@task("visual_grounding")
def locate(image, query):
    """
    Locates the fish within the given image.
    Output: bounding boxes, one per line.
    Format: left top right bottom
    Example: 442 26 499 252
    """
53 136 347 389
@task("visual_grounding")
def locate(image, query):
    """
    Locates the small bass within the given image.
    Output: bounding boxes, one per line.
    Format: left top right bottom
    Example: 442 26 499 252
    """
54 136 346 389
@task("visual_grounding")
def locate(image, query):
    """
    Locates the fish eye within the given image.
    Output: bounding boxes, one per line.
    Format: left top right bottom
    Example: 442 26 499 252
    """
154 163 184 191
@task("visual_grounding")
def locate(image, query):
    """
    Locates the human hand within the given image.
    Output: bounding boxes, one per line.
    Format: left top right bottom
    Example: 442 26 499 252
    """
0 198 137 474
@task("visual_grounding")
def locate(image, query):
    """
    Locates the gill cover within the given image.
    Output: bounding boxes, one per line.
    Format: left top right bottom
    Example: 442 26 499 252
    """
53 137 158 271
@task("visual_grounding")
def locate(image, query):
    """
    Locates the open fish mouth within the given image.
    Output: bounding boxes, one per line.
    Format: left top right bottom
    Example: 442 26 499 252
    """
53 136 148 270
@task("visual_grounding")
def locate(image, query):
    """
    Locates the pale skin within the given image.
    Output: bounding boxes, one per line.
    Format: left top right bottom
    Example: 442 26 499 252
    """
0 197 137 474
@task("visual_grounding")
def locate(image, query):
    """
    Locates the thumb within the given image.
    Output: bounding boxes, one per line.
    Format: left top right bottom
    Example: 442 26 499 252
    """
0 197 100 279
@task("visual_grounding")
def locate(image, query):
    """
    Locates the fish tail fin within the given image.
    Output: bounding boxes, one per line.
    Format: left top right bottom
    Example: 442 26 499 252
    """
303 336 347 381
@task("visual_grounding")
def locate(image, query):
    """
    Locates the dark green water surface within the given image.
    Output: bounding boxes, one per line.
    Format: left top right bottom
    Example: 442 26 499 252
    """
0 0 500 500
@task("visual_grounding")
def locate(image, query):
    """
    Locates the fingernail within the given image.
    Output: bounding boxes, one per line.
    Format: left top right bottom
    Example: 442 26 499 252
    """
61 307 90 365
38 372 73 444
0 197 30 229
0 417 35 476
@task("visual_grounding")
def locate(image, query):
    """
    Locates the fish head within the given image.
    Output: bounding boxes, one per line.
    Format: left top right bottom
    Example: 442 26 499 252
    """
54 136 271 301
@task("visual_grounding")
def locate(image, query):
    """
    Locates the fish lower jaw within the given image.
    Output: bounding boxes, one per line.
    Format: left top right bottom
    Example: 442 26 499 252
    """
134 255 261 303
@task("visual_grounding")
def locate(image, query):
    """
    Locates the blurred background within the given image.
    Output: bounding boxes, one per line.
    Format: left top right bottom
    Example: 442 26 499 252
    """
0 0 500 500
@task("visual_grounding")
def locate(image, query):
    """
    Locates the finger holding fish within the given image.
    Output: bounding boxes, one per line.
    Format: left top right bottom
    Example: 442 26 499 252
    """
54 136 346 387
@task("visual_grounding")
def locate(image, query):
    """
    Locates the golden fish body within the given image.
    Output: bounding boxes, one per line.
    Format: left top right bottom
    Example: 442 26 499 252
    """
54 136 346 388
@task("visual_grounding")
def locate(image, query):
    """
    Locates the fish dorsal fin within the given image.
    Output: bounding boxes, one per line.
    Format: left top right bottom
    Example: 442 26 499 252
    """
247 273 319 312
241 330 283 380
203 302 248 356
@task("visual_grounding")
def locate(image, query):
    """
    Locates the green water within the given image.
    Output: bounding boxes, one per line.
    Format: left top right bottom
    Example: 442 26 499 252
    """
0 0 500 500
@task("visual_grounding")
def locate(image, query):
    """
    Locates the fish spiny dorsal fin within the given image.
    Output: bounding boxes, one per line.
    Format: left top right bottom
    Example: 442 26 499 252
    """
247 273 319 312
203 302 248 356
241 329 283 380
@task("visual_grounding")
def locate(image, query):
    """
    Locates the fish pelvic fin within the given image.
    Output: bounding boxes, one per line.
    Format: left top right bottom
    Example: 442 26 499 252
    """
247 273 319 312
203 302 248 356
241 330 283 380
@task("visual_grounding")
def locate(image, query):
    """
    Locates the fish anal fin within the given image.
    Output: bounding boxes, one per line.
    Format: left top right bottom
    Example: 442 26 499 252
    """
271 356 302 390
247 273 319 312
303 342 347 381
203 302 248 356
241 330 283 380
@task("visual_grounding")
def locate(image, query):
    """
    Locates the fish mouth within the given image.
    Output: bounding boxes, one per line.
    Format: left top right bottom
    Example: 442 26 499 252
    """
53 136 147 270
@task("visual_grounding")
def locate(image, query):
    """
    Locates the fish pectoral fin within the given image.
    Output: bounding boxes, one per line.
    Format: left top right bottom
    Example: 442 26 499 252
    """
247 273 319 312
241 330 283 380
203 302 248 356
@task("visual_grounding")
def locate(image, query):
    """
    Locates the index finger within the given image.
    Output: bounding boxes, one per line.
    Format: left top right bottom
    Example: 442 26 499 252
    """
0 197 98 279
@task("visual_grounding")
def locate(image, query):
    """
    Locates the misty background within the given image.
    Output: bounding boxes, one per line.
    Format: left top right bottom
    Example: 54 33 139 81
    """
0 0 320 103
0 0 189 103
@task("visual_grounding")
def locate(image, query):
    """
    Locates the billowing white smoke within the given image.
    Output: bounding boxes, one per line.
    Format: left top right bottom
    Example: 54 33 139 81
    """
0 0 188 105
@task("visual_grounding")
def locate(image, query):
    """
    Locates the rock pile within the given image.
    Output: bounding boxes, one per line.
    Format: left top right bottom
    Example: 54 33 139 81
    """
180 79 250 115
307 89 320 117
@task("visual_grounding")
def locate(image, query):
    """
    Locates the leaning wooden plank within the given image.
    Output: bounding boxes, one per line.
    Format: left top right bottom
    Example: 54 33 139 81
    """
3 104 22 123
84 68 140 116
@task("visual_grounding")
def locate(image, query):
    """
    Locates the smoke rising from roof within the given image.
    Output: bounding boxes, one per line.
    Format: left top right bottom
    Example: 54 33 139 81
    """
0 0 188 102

=======

== Stated task ==
Copy all of the items above word for word, line by line, without changing anything.

== Response to the task ==
@task("visual_grounding")
def locate(image, query):
    """
    Locates the fish within the given image.
    Output: bounding boxes, one per line.
    Format: left top right bottom
    Example: 442 26 499 252
    """
53 136 347 389
@task("visual_grounding")
def locate(image, query):
    """
    Locates the small bass within the given image.
    Output: bounding boxes, one per line.
    Format: left top right bottom
    Example: 442 26 499 252
    """
54 136 346 389
@task("visual_grounding")
def locate(image, query):
    """
    Locates the fish eye within the given image.
    Output: bounding boxes, one per line.
    Format: left top right bottom
    Example: 442 26 499 252
    """
154 163 184 191
@task("visual_grounding")
def locate(image, query):
    """
    Locates the human hand within the given image.
    Output: bounding boxes, one per line.
    Format: left top right bottom
    Example: 442 26 499 252
    """
0 198 137 474
@task("visual_grounding")
def locate(image, query):
    """
    Locates the gill cover within the given image.
    Output: bounding boxes, one per line.
    Format: left top right bottom
    Example: 442 26 499 252
    """
53 137 158 271
@task("visual_grounding")
def locate(image, query):
    """
    Locates the open fish mouth within the given image.
    Output: bounding boxes, one per line.
    Format: left top right bottom
    Example: 442 26 499 252
    """
53 136 148 270
@task("visual_grounding")
def locate(image, query):
    """
    Locates the pale skin within the given image.
    Output: bounding boxes, one per line.
    Format: left top right bottom
    Example: 442 26 499 252
    """
0 197 137 474
@task("visual_grounding")
def locate(image, query):
    """
    Locates the thumb within the given image.
    Output: bounding boxes, one per line.
    Format: left top right bottom
    Example: 442 26 499 252
    """
0 197 100 279
@task("visual_grounding")
def locate(image, query):
    """
    Locates the fish tail fin within the given image.
    Output: bounding boxes, one per line.
    Format: left top right bottom
    Example: 442 26 499 252
    """
303 336 347 381
@task("visual_grounding")
def locate(image, query):
    """
    Locates the dark green water surface within the given image.
    Output: bounding boxes, one per line.
    Format: left top right bottom
    Example: 442 26 499 252
    """
0 0 500 500
@task("visual_grounding")
def locate(image, query):
    """
    Locates the fingernail within the given image.
    Output: bounding boxes, one per line.
    Format: left top right bottom
    Example: 442 26 499 252
    """
61 307 90 365
38 372 73 444
0 197 30 229
0 417 35 476
@task("visual_grounding")
def locate(image, query):
    """
    Locates the fish head within the given image.
    Output: bounding boxes, one per line.
    Format: left top right bottom
    Example: 442 26 499 252
    """
54 136 271 301
@task("visual_grounding")
def locate(image, query):
    """
    Locates the fish lower jaw within the given image.
    Output: bounding boxes, one per line.
    Format: left top right bottom
    Example: 442 26 499 252
    """
134 255 261 303
@task("visual_grounding")
def locate(image, query):
    """
    Locates the blurred background within the given image.
    Output: bounding boxes, one per line.
    Format: left top right bottom
    Example: 442 26 499 252
    """
0 0 500 500
@task("visual_grounding")
def locate(image, query):
    """
    Locates the finger holding fish within the given image.
    Output: bounding boxes, one per line.
    Format: left top right bottom
    Example: 442 26 499 252
    """
54 136 346 387
@task("visual_grounding")
def locate(image, query):
    """
    Locates the golden fish body within the given image.
    Output: bounding boxes, one per line.
    Format: left top right bottom
    Example: 442 26 499 252
    """
54 136 346 388
@task("visual_grounding")
def locate(image, query):
    """
    Locates the fish dorsal fin within the given image.
    Output: bounding boxes, one per line.
    Format: left top right bottom
    Example: 442 26 499 252
    """
247 273 319 312
241 330 283 380
203 302 248 356
@task("visual_grounding")
def locate(image, query):
    """
    Locates the green water within the given image.
    Output: bounding boxes, one per line.
    Format: left top right bottom
    Example: 442 26 499 252
    """
0 0 500 500
@task("visual_grounding")
def locate(image, query):
    """
    Locates the fish spiny dorsal fin within the given image.
    Output: bounding boxes, one per line.
    Format: left top right bottom
    Example: 442 26 499 252
    """
247 273 319 312
203 302 248 356
241 329 283 380
@task("visual_grounding")
def locate(image, query):
    """
    Locates the fish pelvic fin within the given image.
    Output: bounding boxes, one per line.
    Format: left top right bottom
    Example: 442 26 499 252
    """
247 273 319 312
203 302 248 356
241 330 283 380
@task("visual_grounding")
def locate(image, query):
    """
    Locates the fish anal fin within the given image.
    Output: bounding boxes, one per line.
    Format: left top right bottom
    Example: 442 26 499 252
    """
271 356 302 390
247 273 319 312
303 342 347 381
203 302 248 356
241 330 283 380
@task("visual_grounding")
def locate(image, query):
    """
    Locates the fish mouth within the given image.
    Output: bounding boxes, one per line.
    Format: left top right bottom
    Example: 442 26 499 252
    """
53 136 147 270
@task("visual_grounding")
def locate(image, query):
    """
    Locates the fish pectoral fin within the given image.
    Output: bounding boxes, one per line.
    Format: left top right bottom
    Example: 442 26 499 252
    """
247 273 319 312
241 330 283 380
203 302 248 356
@task("visual_grounding")
def locate(image, query):
    """
    Locates the index finger within the given image.
    Output: bounding boxes, one per line.
    Format: left top right bottom
    Example: 442 26 499 252
    """
0 197 98 279
@task("visual_grounding")
def locate(image, query):
    """
    Locates the misty background within the given image.
    Output: bounding boxes, one per line.
    Format: left top right bottom
    Example: 54 33 139 81
    """
0 0 320 103
0 0 189 103
@task("visual_grounding")
def locate(image, query):
    """
    Locates the billowing white smoke within the given image.
    Output: bounding boxes, one per line.
    Format: left top right bottom
    Example: 54 33 139 81
    """
0 0 188 105
@task("visual_grounding")
def locate(image, query):
    """
    Locates the rock pile within the given image.
    Output: bounding boxes, one per line.
    Format: left top right bottom
    Example: 54 33 139 81
    """
180 79 250 115
307 89 320 117
@task("visual_grounding")
def locate(image, query):
    """
    Locates the leaning wooden plank within the given image.
    Output: bounding boxes, one per line.
    Format: left top right bottom
    Example: 54 33 139 81
    """
3 104 22 123
84 68 140 116
@task("visual_grounding")
def locate(image, query):
    """
    Locates the smoke rising from roof within the given image.
    Output: bounding boxes, one per line.
    Format: left top right bottom
    Example: 54 33 139 81
    """
0 0 188 102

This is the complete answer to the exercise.